> _YOUR GOAL_
Reproduce the lines below verbatim, beginning with the line that contains "Target: white collared shirt" and ending with the line that contains "[(182, 176)]", both included.

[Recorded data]
•••••
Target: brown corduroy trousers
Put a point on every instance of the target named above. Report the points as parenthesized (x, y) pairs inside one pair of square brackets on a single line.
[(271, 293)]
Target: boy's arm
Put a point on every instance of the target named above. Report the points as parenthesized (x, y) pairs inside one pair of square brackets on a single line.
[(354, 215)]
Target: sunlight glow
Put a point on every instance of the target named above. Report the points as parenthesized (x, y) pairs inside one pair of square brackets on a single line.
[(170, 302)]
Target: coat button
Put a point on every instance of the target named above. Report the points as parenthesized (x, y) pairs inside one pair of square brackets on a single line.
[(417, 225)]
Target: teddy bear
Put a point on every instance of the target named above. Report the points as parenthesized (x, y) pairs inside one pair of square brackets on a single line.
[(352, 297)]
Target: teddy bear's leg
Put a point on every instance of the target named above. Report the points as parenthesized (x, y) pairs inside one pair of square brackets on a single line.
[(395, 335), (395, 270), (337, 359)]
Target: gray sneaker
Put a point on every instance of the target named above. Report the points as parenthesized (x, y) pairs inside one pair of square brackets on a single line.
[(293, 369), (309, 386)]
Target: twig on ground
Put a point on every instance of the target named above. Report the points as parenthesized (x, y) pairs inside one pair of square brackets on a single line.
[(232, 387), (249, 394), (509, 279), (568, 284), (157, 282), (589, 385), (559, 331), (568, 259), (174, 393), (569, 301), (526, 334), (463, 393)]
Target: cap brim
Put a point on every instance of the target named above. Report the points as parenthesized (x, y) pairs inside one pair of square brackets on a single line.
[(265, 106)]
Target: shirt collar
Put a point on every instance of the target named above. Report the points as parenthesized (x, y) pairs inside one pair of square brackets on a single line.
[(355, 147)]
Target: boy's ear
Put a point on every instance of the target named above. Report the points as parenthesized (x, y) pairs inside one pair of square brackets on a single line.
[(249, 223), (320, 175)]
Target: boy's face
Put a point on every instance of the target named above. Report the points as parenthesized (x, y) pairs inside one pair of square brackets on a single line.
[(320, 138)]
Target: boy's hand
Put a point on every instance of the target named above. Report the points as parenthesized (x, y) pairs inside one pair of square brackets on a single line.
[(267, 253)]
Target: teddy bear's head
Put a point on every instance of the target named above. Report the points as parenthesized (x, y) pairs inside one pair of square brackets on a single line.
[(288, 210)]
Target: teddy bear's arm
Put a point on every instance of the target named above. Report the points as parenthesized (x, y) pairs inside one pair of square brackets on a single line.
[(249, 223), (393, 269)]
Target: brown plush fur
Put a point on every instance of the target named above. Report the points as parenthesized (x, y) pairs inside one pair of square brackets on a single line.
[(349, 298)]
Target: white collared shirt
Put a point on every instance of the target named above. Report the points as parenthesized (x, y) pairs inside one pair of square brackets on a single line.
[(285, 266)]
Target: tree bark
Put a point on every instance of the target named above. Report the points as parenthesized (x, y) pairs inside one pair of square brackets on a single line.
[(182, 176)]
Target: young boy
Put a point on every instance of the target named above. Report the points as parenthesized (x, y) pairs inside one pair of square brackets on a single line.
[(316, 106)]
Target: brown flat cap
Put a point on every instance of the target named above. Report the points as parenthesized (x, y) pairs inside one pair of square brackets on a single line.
•••••
> _SOLVED EXERCISE_
Target: white collared shirt
Put a point on every instance of the target named above. Report the points as parenthesized (x, y) pairs inside one pair of square brackets on a single line.
[(285, 266)]
Target: tree bark
Put a point on every instance of the target named above. Report the points as parenthesized (x, y) pairs inside one pair of square brackets on a single line.
[(182, 176)]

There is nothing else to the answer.